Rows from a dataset
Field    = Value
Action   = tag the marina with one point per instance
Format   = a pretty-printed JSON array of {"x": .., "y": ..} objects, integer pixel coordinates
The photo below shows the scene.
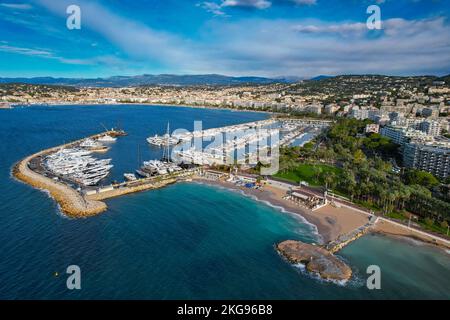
[{"x": 73, "y": 167}]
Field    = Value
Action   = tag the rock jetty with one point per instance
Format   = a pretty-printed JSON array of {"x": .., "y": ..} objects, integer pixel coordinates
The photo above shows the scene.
[{"x": 317, "y": 260}]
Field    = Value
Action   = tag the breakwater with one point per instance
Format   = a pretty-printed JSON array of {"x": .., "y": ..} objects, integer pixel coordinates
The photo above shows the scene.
[{"x": 79, "y": 204}]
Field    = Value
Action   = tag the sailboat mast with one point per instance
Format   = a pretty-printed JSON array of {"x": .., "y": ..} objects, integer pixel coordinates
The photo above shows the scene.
[{"x": 168, "y": 142}]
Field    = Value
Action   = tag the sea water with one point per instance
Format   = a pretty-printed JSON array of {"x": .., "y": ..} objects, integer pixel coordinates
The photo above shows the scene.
[{"x": 185, "y": 241}]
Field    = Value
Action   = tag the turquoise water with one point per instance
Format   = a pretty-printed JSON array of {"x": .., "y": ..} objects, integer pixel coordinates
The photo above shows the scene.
[{"x": 186, "y": 241}]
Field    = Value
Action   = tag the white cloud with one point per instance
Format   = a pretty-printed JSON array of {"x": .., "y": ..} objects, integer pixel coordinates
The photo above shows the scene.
[
  {"x": 304, "y": 2},
  {"x": 278, "y": 47},
  {"x": 258, "y": 4}
]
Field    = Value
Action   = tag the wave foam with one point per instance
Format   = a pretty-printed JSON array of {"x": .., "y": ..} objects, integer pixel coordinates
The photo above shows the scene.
[{"x": 312, "y": 226}]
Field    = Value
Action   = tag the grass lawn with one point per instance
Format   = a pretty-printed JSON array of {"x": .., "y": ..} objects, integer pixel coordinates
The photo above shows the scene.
[{"x": 308, "y": 172}]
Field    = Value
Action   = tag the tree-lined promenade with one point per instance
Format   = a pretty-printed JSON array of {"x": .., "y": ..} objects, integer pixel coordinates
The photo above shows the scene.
[{"x": 359, "y": 167}]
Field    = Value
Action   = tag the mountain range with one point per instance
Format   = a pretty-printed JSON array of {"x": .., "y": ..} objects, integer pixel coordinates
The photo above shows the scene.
[{"x": 149, "y": 79}]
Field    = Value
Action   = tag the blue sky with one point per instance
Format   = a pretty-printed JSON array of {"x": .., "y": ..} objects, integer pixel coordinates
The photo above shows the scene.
[{"x": 301, "y": 38}]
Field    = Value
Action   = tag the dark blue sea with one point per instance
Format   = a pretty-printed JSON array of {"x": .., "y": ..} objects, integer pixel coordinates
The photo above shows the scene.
[{"x": 186, "y": 241}]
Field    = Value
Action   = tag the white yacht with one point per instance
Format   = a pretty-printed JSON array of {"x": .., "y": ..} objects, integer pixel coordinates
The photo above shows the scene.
[{"x": 106, "y": 138}]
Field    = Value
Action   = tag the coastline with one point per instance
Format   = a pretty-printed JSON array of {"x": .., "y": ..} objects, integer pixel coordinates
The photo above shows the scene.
[
  {"x": 145, "y": 104},
  {"x": 329, "y": 225},
  {"x": 69, "y": 200}
]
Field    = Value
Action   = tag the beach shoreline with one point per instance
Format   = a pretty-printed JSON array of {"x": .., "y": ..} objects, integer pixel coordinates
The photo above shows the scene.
[
  {"x": 270, "y": 113},
  {"x": 328, "y": 226}
]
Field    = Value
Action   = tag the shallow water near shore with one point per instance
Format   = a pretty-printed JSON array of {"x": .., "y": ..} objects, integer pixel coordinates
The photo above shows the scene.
[{"x": 186, "y": 241}]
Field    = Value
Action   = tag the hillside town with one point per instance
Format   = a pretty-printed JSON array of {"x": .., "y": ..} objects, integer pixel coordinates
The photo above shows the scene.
[{"x": 412, "y": 111}]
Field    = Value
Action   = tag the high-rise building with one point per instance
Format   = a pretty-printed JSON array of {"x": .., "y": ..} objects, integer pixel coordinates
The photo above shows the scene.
[
  {"x": 430, "y": 127},
  {"x": 434, "y": 159}
]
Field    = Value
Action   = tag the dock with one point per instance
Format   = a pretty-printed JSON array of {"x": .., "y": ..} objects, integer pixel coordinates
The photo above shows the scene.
[{"x": 86, "y": 203}]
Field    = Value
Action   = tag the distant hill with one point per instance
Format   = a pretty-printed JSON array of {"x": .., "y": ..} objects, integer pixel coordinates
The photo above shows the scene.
[
  {"x": 445, "y": 78},
  {"x": 148, "y": 79},
  {"x": 321, "y": 77}
]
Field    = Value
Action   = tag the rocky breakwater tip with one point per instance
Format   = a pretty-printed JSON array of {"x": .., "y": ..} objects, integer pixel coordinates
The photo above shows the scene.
[
  {"x": 317, "y": 260},
  {"x": 70, "y": 201}
]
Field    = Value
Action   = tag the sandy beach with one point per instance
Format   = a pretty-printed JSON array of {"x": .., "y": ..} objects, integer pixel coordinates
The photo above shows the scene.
[{"x": 331, "y": 222}]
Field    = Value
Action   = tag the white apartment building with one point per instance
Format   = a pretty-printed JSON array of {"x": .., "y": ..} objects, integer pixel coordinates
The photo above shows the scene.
[{"x": 431, "y": 158}]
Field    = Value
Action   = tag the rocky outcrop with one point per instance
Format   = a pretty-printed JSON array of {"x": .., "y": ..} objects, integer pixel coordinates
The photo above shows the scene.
[{"x": 316, "y": 260}]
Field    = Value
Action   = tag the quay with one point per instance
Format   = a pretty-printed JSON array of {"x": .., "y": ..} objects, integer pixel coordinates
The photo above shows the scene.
[{"x": 84, "y": 204}]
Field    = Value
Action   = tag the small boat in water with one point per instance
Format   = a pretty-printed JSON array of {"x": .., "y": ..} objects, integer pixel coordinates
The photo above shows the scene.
[{"x": 129, "y": 176}]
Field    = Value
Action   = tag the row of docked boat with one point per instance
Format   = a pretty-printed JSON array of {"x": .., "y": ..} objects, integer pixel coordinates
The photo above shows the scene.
[
  {"x": 76, "y": 164},
  {"x": 163, "y": 141}
]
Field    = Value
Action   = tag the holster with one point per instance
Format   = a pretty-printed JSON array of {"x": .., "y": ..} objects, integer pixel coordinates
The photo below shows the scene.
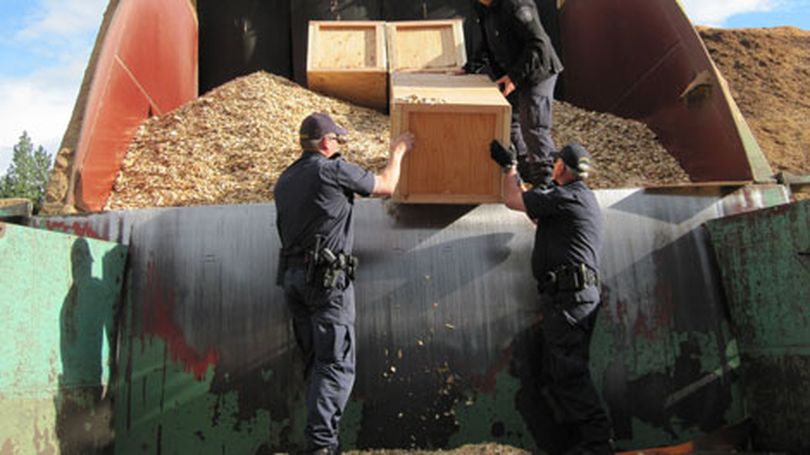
[
  {"x": 569, "y": 278},
  {"x": 282, "y": 268}
]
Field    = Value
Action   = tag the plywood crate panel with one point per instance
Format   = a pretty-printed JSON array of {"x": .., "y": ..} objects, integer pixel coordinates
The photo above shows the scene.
[
  {"x": 426, "y": 46},
  {"x": 454, "y": 119},
  {"x": 347, "y": 60}
]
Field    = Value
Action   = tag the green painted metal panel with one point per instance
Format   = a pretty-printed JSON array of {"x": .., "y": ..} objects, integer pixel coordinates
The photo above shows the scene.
[
  {"x": 58, "y": 295},
  {"x": 765, "y": 262},
  {"x": 15, "y": 208}
]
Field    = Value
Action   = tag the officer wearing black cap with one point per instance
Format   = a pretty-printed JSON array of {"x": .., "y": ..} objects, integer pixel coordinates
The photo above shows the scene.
[
  {"x": 517, "y": 52},
  {"x": 314, "y": 202},
  {"x": 565, "y": 263}
]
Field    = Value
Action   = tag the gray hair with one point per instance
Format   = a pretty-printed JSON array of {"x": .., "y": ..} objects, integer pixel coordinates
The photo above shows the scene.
[
  {"x": 582, "y": 171},
  {"x": 310, "y": 144}
]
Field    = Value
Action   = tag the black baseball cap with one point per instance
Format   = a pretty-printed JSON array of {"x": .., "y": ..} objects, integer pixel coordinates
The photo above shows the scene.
[
  {"x": 318, "y": 125},
  {"x": 574, "y": 156}
]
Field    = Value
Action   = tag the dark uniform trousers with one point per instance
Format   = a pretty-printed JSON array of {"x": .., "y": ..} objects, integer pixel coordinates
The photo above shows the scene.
[
  {"x": 567, "y": 384},
  {"x": 532, "y": 107},
  {"x": 323, "y": 322}
]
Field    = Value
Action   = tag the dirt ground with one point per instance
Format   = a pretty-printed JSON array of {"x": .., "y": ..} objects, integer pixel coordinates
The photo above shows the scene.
[{"x": 768, "y": 72}]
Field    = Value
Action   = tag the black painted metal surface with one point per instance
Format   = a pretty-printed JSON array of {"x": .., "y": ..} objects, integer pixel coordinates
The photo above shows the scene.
[{"x": 445, "y": 318}]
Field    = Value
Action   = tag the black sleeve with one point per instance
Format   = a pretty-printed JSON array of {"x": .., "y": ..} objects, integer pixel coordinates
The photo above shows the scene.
[
  {"x": 479, "y": 61},
  {"x": 526, "y": 24}
]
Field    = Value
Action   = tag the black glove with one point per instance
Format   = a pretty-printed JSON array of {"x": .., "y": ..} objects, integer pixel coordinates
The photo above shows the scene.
[
  {"x": 538, "y": 174},
  {"x": 475, "y": 67},
  {"x": 505, "y": 157}
]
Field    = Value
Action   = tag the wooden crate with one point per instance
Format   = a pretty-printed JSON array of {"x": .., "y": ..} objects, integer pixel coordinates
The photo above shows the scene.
[
  {"x": 347, "y": 60},
  {"x": 426, "y": 46},
  {"x": 454, "y": 119}
]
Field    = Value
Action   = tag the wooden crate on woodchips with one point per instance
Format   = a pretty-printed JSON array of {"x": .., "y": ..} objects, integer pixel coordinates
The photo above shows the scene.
[
  {"x": 347, "y": 60},
  {"x": 454, "y": 118},
  {"x": 425, "y": 46}
]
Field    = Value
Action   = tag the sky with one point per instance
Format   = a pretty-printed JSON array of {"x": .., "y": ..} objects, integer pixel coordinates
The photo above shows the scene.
[{"x": 45, "y": 46}]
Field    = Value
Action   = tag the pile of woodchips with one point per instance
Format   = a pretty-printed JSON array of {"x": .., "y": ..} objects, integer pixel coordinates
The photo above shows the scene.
[{"x": 230, "y": 145}]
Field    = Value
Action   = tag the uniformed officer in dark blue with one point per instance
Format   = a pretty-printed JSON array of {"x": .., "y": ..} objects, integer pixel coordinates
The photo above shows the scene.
[
  {"x": 314, "y": 202},
  {"x": 565, "y": 263},
  {"x": 517, "y": 52}
]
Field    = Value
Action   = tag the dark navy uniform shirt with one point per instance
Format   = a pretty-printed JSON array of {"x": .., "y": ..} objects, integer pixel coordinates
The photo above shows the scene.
[
  {"x": 315, "y": 195},
  {"x": 515, "y": 43},
  {"x": 569, "y": 231}
]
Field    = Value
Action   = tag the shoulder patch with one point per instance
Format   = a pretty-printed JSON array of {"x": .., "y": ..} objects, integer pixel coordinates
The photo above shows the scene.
[{"x": 524, "y": 14}]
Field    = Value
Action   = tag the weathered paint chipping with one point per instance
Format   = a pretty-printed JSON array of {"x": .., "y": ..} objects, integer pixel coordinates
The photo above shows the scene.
[
  {"x": 445, "y": 299},
  {"x": 58, "y": 294},
  {"x": 765, "y": 267}
]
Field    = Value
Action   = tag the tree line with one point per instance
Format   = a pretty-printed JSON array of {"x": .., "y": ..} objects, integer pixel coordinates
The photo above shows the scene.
[{"x": 28, "y": 173}]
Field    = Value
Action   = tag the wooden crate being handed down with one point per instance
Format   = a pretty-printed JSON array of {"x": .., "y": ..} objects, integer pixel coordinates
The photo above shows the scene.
[
  {"x": 453, "y": 119},
  {"x": 426, "y": 46},
  {"x": 347, "y": 60}
]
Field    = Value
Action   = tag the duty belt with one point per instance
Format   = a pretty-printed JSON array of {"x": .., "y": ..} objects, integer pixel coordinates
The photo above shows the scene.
[{"x": 569, "y": 278}]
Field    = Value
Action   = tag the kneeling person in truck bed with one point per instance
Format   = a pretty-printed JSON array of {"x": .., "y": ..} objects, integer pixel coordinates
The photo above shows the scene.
[{"x": 314, "y": 203}]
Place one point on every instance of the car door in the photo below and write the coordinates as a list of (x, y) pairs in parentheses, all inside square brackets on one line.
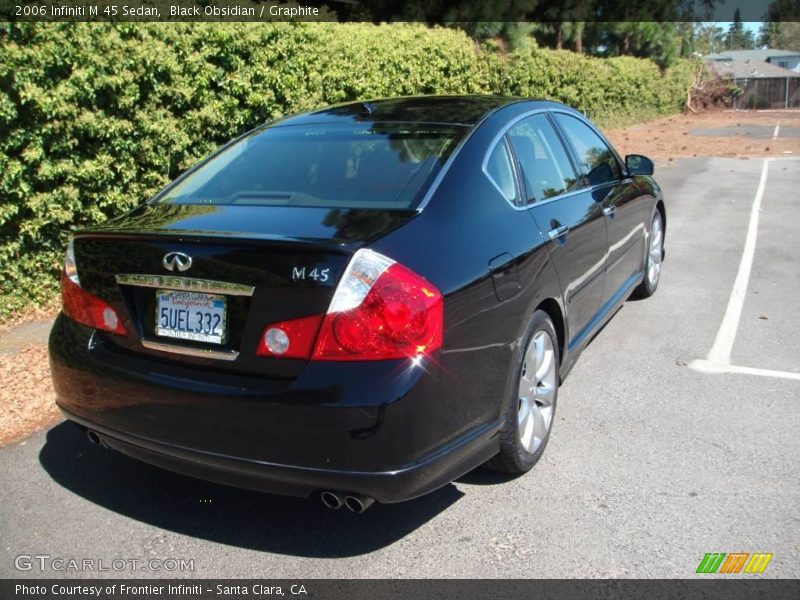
[(564, 213), (618, 195)]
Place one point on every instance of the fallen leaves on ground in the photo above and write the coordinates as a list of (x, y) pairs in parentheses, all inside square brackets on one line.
[(27, 399)]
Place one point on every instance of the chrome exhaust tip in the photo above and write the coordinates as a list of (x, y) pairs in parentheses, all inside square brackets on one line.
[(358, 503), (332, 500)]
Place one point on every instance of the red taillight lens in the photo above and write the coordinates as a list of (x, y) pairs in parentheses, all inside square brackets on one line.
[(289, 339), (87, 309), (401, 316)]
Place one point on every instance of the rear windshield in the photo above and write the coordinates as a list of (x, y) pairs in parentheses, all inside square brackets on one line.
[(375, 165)]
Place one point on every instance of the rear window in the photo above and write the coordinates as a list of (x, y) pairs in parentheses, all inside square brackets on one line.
[(371, 165)]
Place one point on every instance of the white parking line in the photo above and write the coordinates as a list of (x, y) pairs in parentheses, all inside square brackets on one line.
[(719, 357)]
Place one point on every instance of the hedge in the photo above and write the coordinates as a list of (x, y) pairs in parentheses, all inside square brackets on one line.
[(94, 118)]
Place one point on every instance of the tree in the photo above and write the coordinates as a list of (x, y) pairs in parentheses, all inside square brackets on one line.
[(781, 29), (709, 39)]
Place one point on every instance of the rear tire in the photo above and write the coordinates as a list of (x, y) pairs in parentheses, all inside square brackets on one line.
[(530, 411), (655, 254)]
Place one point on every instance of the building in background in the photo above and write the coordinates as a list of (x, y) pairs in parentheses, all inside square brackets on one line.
[(767, 78)]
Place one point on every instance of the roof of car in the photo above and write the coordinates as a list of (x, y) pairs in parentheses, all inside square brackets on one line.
[(465, 110)]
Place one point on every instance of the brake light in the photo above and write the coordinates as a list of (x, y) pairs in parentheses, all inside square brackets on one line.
[(380, 310), (83, 307)]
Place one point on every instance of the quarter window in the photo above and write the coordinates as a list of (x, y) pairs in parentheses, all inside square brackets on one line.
[(546, 169), (499, 169), (596, 160)]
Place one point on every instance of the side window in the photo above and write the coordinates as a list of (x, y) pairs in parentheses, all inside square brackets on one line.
[(596, 160), (546, 169), (500, 171)]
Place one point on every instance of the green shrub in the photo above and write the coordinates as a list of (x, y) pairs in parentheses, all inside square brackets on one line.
[(94, 118)]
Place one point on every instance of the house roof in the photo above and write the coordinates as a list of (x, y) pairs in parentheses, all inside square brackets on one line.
[(749, 69), (752, 55)]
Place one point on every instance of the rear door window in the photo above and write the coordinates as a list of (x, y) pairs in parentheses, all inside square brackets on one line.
[(375, 165), (500, 170), (546, 168), (596, 160)]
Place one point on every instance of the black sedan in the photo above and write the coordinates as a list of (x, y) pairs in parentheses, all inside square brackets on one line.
[(362, 302)]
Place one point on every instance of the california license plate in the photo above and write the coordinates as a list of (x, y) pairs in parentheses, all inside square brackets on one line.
[(191, 316)]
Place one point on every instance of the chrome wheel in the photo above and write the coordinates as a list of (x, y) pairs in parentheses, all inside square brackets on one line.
[(537, 391), (655, 252)]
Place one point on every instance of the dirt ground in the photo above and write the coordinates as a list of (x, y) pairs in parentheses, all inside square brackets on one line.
[(722, 134), (26, 392)]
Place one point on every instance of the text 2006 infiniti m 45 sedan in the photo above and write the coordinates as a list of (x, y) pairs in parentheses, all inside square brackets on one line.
[(365, 301)]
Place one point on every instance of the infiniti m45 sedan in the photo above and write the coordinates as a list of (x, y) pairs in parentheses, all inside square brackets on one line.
[(362, 302)]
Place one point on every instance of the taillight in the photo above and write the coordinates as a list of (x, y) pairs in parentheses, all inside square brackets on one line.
[(83, 307), (289, 339), (380, 310)]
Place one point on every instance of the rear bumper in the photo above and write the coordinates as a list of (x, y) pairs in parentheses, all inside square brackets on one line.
[(375, 429), (421, 478)]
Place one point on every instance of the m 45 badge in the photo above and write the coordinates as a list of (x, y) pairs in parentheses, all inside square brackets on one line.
[(317, 274)]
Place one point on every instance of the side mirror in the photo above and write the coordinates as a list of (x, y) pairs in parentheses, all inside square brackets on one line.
[(638, 165)]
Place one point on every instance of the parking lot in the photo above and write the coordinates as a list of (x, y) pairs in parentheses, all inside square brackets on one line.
[(675, 435)]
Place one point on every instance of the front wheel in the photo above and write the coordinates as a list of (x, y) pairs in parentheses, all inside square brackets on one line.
[(531, 410), (655, 254)]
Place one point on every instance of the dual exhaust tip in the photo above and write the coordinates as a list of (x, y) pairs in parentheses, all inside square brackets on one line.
[(357, 503)]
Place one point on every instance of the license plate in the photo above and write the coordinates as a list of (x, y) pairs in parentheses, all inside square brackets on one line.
[(191, 316)]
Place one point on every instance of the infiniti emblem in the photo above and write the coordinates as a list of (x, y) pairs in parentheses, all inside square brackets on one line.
[(176, 261)]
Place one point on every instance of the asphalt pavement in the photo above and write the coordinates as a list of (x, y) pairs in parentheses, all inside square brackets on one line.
[(651, 463)]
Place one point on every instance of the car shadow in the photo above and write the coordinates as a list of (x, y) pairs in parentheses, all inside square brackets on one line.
[(228, 515)]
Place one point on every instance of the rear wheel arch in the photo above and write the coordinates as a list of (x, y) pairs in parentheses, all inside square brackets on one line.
[(553, 310)]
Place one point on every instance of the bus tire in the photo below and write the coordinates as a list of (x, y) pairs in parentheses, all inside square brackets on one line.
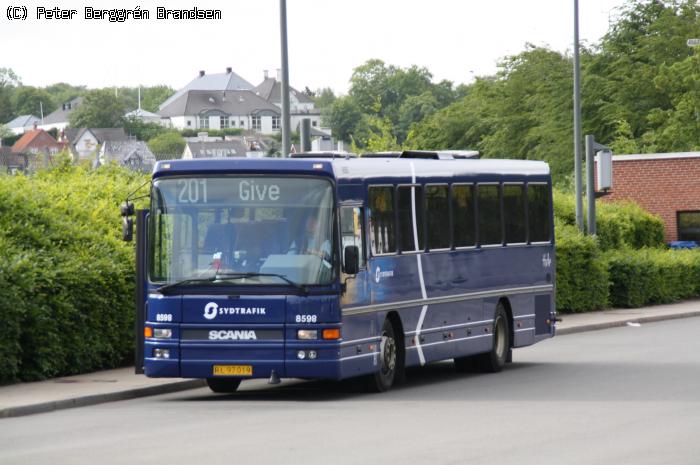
[(494, 360), (223, 385), (389, 359)]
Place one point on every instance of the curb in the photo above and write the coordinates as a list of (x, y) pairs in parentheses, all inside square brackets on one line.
[(95, 399), (197, 383), (619, 323)]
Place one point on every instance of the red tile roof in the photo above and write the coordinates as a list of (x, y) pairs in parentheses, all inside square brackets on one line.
[(37, 139)]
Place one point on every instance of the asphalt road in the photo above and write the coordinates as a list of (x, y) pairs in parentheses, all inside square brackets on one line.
[(620, 396)]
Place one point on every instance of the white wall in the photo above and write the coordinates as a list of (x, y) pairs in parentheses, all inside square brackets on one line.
[(86, 145), (266, 125), (58, 126)]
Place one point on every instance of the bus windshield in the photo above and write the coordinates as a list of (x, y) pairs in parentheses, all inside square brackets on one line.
[(263, 227)]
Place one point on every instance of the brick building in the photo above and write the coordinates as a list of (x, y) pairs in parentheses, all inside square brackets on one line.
[(665, 184)]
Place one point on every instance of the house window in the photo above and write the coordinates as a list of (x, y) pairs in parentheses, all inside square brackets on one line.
[(689, 226)]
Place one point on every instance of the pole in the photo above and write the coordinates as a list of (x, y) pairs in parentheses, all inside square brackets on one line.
[(590, 185), (577, 124), (286, 139)]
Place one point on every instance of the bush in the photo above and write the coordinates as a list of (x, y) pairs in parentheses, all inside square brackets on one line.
[(626, 224), (582, 277), (168, 145), (66, 278), (619, 224), (653, 276)]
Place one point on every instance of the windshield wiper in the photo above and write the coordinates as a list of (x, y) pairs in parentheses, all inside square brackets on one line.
[(182, 282), (253, 274), (227, 276)]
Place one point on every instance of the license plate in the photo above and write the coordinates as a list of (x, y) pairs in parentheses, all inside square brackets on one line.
[(233, 370)]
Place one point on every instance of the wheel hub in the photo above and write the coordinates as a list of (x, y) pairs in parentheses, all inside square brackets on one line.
[(388, 353)]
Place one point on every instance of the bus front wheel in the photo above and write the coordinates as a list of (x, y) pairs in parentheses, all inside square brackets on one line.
[(223, 385), (389, 360)]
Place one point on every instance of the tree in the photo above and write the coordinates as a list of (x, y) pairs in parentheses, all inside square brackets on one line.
[(100, 109), (27, 100), (8, 81), (142, 130), (62, 92), (167, 145), (152, 97), (324, 98), (4, 132), (343, 116)]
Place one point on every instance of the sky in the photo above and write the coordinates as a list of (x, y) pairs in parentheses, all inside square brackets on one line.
[(456, 40)]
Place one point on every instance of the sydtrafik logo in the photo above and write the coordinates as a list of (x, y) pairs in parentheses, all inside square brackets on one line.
[(212, 309)]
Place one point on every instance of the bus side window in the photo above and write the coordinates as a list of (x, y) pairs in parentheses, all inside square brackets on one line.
[(438, 214), (538, 211), (463, 215), (382, 227), (351, 231), (410, 226), (489, 208), (514, 213)]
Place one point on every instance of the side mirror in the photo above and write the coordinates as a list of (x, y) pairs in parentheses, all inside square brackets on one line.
[(127, 229), (352, 259), (127, 208)]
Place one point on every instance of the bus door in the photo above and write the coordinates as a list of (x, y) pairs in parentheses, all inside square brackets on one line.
[(351, 231)]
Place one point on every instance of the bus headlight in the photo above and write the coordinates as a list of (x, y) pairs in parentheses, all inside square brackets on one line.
[(161, 353), (162, 333), (307, 334)]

● **Exercise details**: Copy out the lines of the records above without any changes, from the line with "Place one point on every instance of the red taillight" up to and including the line with "[(781, 29), (709, 39)]".

● **Solution**:
Place one point on every instance of the red taillight lens in the photo above and write the coordinates as a list of (x, y) pairs in parentheses, all inside square brackets on one line.
[(289, 339), (87, 309), (401, 316)]
Place one point on every instance of the rear windshield in the photo above and write the coordinates as a list of (x, y) pairs in parentheses, all inside square brackets on one line.
[(375, 165)]
Place one point on every instance of the rear window in the photo above and write the coordinates as a list of (x, y) pairs in parentheses, all inside square brackets on one line.
[(371, 165)]
Place one point on every instance of the white parking line in the photo above and write the coordinates as a list of (x, y) pairs in parentheses, all inside square brackets on one line.
[(719, 357)]
Place one point on every instance of the hedge in the photo above and write the coordinates as a list of (x, y) pairs in parentheses, all inside square brackets on one line.
[(94, 118)]
Place one point on every instance of the tree in the photo above and write the coordinates as a list of (x, y) pairs in parentheses, all inside square brackets on one line.
[(781, 29), (709, 39)]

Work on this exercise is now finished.